(What you are asked to do) Identify every line in the items below that contains the string "green", and copy each of those lines. Case counts.

---- Material for the task

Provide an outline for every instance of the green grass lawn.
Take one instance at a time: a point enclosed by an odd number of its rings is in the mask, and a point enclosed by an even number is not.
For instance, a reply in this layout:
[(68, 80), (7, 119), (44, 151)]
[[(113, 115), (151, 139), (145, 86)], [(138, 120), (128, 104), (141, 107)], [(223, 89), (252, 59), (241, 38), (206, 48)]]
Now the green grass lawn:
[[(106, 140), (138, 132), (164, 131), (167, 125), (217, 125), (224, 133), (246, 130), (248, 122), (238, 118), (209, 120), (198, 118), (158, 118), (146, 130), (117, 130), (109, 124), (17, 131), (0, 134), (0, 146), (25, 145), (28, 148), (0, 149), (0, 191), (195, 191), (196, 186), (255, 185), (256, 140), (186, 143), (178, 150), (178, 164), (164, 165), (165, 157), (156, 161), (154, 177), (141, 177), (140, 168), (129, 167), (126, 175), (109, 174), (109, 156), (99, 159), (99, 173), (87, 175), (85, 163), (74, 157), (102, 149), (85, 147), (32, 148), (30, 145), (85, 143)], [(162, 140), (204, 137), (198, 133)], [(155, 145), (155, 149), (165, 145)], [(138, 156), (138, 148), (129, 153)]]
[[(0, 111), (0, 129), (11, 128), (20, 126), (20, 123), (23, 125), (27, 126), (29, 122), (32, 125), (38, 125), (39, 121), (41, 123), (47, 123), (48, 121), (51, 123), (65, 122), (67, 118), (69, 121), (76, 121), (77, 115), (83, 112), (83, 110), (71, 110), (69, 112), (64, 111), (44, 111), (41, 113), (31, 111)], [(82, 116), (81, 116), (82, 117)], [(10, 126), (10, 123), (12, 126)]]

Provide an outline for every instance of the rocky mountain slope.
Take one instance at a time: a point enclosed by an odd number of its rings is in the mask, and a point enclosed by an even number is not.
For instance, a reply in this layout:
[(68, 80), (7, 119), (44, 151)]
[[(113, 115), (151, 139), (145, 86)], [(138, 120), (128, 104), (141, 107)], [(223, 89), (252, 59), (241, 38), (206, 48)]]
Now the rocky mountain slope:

--------
---- Material for the task

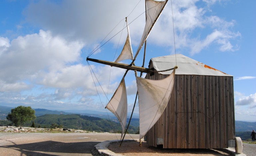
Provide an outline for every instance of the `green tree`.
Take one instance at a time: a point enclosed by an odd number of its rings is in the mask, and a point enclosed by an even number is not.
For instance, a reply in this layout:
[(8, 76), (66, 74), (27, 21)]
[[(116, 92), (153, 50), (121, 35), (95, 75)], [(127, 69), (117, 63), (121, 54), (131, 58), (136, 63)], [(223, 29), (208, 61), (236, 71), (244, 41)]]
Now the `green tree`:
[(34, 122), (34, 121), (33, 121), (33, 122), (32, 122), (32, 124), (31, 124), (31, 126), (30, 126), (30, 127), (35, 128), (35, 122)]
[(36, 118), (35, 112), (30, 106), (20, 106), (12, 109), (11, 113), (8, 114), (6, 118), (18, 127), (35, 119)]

--------
---- Material for the task

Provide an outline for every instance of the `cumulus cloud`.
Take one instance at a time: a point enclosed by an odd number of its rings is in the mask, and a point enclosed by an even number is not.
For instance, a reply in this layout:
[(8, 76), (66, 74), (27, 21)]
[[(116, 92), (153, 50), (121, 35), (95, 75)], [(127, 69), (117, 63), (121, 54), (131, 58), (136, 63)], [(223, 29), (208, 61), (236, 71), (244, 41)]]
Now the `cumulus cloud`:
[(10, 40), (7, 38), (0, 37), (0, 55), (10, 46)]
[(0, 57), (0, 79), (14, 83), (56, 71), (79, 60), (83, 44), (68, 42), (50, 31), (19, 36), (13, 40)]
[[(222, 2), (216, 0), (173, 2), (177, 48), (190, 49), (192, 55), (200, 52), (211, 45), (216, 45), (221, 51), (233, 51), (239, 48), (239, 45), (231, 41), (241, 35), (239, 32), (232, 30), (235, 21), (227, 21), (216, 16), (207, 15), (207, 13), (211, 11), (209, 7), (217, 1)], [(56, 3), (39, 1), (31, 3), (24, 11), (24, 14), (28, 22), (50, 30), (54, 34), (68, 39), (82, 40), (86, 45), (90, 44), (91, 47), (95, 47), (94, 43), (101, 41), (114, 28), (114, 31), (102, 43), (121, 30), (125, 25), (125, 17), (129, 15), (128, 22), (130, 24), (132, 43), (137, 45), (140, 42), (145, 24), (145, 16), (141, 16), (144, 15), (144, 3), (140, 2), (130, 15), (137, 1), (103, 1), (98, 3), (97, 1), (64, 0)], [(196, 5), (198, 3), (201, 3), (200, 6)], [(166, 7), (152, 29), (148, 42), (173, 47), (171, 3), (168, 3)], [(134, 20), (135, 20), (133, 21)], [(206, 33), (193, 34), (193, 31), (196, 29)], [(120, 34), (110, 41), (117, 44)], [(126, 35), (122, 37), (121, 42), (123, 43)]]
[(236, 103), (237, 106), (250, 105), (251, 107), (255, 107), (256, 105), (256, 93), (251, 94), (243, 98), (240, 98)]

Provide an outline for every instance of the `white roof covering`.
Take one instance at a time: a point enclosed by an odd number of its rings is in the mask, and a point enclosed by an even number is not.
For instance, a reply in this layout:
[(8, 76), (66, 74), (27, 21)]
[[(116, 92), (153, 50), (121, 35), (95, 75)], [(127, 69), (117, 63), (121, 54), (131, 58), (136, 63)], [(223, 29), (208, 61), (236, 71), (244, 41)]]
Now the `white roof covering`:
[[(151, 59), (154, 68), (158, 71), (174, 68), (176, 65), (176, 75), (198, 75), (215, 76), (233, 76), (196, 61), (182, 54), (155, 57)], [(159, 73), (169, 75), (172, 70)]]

--------

(Solution)
Provide an outline for every instance of the green grass lawn.
Now the green grass lawn:
Provide an outline for every instance of the `green tree`.
Now the `green tree`:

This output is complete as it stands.